* **REQUIREMENTS**
Reproduce the records from the line containing "# point at: the large" through the end of the records, substituting "coat" for each occurrence of "jacket" and leaving everything else unchanged.
# # # # # # #
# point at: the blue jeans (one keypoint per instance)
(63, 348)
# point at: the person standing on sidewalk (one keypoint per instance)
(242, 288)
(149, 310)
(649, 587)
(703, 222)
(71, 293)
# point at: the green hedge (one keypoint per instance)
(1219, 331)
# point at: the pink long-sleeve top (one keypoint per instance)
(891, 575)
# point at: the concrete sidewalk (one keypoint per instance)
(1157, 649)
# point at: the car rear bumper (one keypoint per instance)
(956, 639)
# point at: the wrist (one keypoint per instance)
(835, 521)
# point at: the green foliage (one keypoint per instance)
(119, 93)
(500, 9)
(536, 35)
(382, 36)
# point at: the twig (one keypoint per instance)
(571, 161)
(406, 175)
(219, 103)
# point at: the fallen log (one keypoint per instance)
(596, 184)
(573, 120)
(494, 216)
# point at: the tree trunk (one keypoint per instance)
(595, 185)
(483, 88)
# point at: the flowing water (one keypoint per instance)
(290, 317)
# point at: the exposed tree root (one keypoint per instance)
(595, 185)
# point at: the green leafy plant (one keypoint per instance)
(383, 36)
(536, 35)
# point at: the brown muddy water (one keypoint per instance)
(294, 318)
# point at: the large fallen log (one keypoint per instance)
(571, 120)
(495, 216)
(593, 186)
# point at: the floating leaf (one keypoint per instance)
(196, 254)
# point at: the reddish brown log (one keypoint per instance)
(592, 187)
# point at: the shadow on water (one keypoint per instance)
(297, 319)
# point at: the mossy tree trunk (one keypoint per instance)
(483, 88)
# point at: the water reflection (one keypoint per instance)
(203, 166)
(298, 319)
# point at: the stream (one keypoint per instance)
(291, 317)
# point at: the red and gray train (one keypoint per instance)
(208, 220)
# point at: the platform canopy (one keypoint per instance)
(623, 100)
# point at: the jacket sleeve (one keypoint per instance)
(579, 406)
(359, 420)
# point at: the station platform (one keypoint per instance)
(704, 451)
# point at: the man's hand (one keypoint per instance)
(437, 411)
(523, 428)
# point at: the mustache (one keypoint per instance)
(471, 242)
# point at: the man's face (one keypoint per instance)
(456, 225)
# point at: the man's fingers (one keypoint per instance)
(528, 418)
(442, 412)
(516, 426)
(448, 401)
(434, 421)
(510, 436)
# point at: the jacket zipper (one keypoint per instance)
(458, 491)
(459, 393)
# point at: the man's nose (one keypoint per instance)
# # # # # # #
* **EXERCISE OUTPUT**
# point at: the large fallen log (one keypoint per instance)
(571, 120)
(495, 216)
(593, 186)
# point at: the floating leaf (one keypoint per instance)
(196, 254)
# point at: the reddish brown log (one keypoint per instance)
(592, 187)
# point at: the shadow on water (one keypoint per instance)
(297, 319)
# point at: the mossy tree trunk (one keypoint per instance)
(483, 88)
# point at: the water reflection (one keypoint per instance)
(203, 166)
(298, 319)
# point at: the stream (one keypoint per instance)
(291, 317)
# point at: the red and gray train (one keypoint per instance)
(208, 220)
# point at: the platform canopy (one keypoint per instance)
(623, 100)
# point at: the coat sleeve (one keypoint per instance)
(579, 406)
(359, 420)
# point at: the station platform (one keypoint per instance)
(704, 451)
# point at: the man's hand (one keypoint per instance)
(437, 411)
(523, 428)
# point at: the mustache (one keypoint per instance)
(471, 242)
# point at: the man's face (one keypoint per instance)
(456, 225)
# point at: the man's fingers (one keypoint per instance)
(528, 418)
(442, 412)
(516, 426)
(448, 401)
(434, 421)
(510, 436)
# point at: the coat zipper (one keypoint per instance)
(458, 491)
(459, 393)
# point at: the man's nose (one keypoint per instance)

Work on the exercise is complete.